- _Task objective_
Only an exact, line-for-line copy of the data will serve as the answer.

- _Data shown_
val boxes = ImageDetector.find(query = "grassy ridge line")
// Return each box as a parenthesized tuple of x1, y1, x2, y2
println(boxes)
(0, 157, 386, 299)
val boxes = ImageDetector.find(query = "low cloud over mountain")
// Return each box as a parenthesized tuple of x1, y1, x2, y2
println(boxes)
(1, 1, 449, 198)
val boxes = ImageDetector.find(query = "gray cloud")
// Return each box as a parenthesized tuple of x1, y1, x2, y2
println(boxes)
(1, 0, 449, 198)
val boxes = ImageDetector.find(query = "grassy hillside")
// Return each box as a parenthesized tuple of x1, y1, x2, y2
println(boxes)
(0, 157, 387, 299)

- _Final answer_
val boxes = ImageDetector.find(query = "grassy ridge line")
// Return each box as a parenthesized tuple of x1, y1, x2, y2
println(boxes)
(0, 157, 386, 299)
val boxes = ImageDetector.find(query = "low cloud over mountain")
// Return each box as a parenthesized tuple of x1, y1, x2, y2
println(boxes)
(1, 1, 449, 198)
val boxes = ImageDetector.find(query = "gray cloud")
// Return each box as a parenthesized tuple of x1, y1, x2, y2
println(boxes)
(1, 0, 449, 198)
val boxes = ImageDetector.find(query = "grassy hillside")
// Return each box as a parenthesized tuple of x1, y1, x2, y2
println(boxes)
(0, 157, 387, 299)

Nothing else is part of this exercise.